Extracted records
*** Begin section ***

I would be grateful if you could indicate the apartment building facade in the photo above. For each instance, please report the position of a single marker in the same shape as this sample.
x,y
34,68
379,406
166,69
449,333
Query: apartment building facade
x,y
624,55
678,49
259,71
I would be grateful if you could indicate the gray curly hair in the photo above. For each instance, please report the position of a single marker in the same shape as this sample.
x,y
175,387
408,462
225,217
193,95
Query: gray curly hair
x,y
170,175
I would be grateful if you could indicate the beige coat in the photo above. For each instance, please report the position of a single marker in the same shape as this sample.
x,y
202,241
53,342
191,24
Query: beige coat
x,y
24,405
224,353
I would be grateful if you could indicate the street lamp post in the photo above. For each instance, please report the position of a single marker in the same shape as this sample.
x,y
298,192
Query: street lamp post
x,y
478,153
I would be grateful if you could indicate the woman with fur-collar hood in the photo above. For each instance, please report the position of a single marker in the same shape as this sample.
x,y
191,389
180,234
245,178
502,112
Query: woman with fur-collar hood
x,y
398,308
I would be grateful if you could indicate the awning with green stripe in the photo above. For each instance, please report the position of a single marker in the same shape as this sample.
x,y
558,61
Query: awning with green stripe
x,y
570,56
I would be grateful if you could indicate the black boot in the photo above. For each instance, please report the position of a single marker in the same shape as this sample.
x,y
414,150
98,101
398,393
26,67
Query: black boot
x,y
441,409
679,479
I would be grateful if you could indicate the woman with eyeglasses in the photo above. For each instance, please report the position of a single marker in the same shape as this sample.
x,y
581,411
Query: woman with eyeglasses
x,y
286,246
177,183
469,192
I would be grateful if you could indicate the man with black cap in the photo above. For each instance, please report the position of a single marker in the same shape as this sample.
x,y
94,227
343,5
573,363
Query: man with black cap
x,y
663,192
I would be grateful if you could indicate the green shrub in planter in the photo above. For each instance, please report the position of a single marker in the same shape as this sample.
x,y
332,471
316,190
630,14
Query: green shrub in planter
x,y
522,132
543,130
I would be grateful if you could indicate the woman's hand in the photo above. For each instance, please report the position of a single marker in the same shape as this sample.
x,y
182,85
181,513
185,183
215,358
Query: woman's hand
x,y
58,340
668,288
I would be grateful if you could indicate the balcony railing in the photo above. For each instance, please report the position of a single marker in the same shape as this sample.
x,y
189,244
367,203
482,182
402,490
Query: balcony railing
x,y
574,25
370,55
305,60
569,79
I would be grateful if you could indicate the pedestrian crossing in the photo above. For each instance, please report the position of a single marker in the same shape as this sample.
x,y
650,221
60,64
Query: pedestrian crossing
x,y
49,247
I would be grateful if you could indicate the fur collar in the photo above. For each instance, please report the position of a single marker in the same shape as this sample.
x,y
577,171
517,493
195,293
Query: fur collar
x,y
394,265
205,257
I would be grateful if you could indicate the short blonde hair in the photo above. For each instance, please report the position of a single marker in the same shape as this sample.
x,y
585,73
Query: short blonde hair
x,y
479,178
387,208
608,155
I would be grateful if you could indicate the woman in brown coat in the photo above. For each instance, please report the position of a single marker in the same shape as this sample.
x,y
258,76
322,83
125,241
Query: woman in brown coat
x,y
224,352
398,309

*** End section ***

# Your objective
Each line of the data should be transcribed exactly.

# Written response
I would be grateful if you could indicate the apartment building facade in the photo above. For each instance, please report the position of a single marker in the same shape as this sample.
x,y
34,68
379,406
166,69
449,333
Query: apartment building facade
x,y
624,55
678,49
259,71
I would be grateful if you could indicate the gray curly hair in the photo above. For each instance, please report the position of a single marker in the same shape as this sample.
x,y
175,387
408,462
225,217
193,95
Query: gray curly hair
x,y
170,175
I would be grateful if you could indicate the beige coat in the photo above. For each instance, please report the position of a single marker in the same shape as this sample.
x,y
202,241
53,342
191,24
Query: beige coat
x,y
24,405
224,353
I would be grateful if you could indicate the street lamp post in the photo above. For each instance, please report the position of a single marker in the same shape as this sample.
x,y
298,192
Query: street lamp post
x,y
478,153
I would be grateful if you could indicate the woman with fur-collar hood in the photo above. For each instance, please report the position of a single marker in the same shape as this sample.
x,y
191,389
180,234
245,178
502,112
Query: woman with fur-collar hood
x,y
398,308
I would be grateful if you could indicate the awning with green stripe in the photo above. For each instance, please report the position of a single marker in the same shape as this sample.
x,y
558,61
Query: awning with green stripe
x,y
570,56
I would be grateful if you could indicate the black boot in the photo above. For each instance, please report the position of a single marker in the same shape as this sample.
x,y
414,150
98,101
398,393
26,67
Query: black boot
x,y
441,409
679,479
I would be grateful if you could indicate the woman with eyeglasses in the photo above. For each instance, please report the position of a single marker in the same shape as this sample.
x,y
581,411
Query: woman with eyeglasses
x,y
286,246
177,183
469,192
I would be grateful if you could indicate the man with black cap in the photo above. For each instance, please report the position of a single marker in the same shape as this sample.
x,y
94,227
343,5
573,363
Query: man with black cap
x,y
663,192
I would be grateful if you could indicate the green shrub in planter in the photo above. For each instance, please report the position of a single marker in the same shape as this sample.
x,y
332,471
316,190
630,14
Query: green shrub in planter
x,y
522,132
543,130
I would be grateful if you could indicate the woman's hand in the photo above. For each instance, please report the position of a single marker in the same shape as this sample.
x,y
182,85
181,513
185,183
215,358
Query: woman's hand
x,y
58,340
668,288
I would be grateful if you could indicate the balcony railing in the photo above. For each instance, please report the position of a single marker in the same shape as this sample.
x,y
189,244
367,203
482,182
402,490
Query: balcony railing
x,y
574,25
370,55
305,60
569,79
I would be grateful if you could indicate the pedestrian crossing in the photo above. For each instance, please report the position of a single marker in the same shape as this sample.
x,y
650,221
60,64
Query: pedestrian crossing
x,y
49,247
I would be grateful if you could indicate the fur collar in the photo above. For each instance, please report the position of a single marker in the same shape as this sample.
x,y
577,171
517,493
195,293
Query: fur collar
x,y
394,265
205,257
I would be grateful if you could indicate the short blonde hair in the photo above. For each instance, please report the position of a single marker in the same shape as this sample.
x,y
585,73
Query: short blonde hair
x,y
479,178
387,208
608,155
I would be grateful if you could indicate the woman in brown coat in the photo above. For each instance, please report the position of a single marker in the same shape as this sample.
x,y
258,76
322,83
125,241
Query: woman in brown coat
x,y
224,352
398,309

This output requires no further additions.